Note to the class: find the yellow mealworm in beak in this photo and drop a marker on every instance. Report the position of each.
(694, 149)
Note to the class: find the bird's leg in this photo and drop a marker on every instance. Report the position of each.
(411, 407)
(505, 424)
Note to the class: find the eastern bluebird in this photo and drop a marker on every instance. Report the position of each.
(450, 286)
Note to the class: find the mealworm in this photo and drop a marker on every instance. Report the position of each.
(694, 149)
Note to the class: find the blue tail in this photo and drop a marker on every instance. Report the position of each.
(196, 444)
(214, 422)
· · · ·
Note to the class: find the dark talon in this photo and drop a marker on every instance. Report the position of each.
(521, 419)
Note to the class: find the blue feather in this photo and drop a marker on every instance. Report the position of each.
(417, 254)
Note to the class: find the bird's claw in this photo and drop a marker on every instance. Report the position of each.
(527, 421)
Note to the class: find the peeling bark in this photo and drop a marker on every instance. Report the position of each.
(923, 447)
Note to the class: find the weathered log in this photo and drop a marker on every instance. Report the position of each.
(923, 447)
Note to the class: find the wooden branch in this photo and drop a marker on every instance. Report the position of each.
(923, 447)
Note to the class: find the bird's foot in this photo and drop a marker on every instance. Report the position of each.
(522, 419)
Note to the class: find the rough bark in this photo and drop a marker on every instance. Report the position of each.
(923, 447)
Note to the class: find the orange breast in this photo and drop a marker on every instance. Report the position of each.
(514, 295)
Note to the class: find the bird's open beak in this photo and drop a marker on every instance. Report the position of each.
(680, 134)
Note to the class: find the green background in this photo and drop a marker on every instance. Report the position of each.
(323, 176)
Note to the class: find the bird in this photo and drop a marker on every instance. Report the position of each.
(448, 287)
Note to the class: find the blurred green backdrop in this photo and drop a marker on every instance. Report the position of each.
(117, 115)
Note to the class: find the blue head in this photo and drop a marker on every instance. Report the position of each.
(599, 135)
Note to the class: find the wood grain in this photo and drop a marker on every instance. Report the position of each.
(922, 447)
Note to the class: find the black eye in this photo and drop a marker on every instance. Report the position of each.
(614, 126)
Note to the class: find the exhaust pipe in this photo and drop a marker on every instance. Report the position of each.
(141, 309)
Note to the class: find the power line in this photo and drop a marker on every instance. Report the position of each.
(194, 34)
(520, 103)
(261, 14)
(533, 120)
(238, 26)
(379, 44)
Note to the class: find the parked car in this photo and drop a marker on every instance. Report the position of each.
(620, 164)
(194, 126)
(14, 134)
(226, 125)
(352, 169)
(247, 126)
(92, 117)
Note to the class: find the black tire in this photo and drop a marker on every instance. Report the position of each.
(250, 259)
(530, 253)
· · · ·
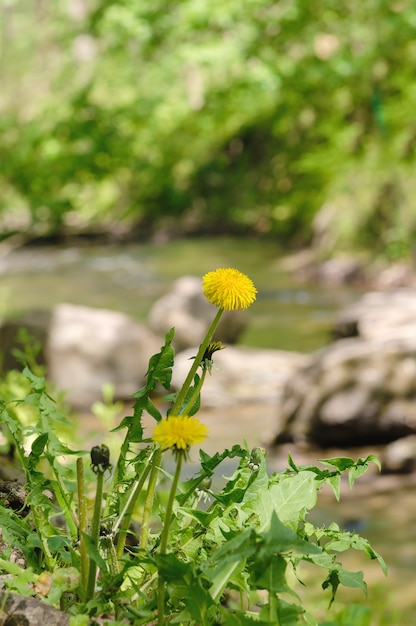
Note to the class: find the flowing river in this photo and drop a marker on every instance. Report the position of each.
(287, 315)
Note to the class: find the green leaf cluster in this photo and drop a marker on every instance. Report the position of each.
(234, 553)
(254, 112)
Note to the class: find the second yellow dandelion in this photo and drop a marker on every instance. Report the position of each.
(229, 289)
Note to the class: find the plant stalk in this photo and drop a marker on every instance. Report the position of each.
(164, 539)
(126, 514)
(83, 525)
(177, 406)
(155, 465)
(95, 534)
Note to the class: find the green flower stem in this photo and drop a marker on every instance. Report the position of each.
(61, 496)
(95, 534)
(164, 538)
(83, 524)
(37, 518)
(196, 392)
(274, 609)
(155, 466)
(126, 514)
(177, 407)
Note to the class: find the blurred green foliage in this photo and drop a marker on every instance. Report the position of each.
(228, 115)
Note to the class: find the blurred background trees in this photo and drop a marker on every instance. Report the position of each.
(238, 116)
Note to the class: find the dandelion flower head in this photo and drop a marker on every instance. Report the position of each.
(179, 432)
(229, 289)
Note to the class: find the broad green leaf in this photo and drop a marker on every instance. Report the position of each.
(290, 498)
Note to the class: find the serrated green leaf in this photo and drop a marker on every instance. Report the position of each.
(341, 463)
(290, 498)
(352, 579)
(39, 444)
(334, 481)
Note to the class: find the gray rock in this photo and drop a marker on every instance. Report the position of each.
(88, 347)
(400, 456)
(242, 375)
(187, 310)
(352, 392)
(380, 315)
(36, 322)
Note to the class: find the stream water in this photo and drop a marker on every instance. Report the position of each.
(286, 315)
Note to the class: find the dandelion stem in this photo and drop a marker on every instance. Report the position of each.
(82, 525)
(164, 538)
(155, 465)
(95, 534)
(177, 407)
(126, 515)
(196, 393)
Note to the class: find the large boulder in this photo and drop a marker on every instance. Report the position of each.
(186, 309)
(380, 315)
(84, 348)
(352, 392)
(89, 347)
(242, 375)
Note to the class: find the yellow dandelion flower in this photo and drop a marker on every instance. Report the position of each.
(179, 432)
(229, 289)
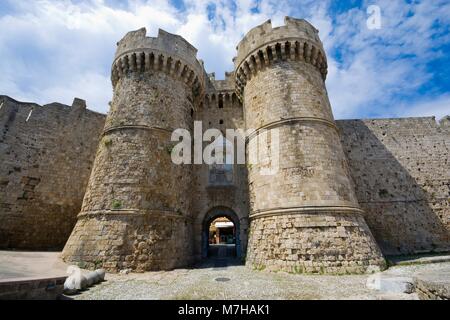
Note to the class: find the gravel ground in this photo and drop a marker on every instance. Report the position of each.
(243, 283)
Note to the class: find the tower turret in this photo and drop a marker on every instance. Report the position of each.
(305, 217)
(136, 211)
· · · ·
### JOB
Please show every line of the records above that contains the word "leaf".

### REPLY TO THE TASK
Note to the class: find the green leaf cluster in this photo and drop a marker on every instance. Report the position of each.
Note to the class: find the broad green leaf in this photo and drop a marker on every instance. Report the position of each.
Note to the class: find the serrated green leaf in this photo and drop a marker on every instance. Report the position of each.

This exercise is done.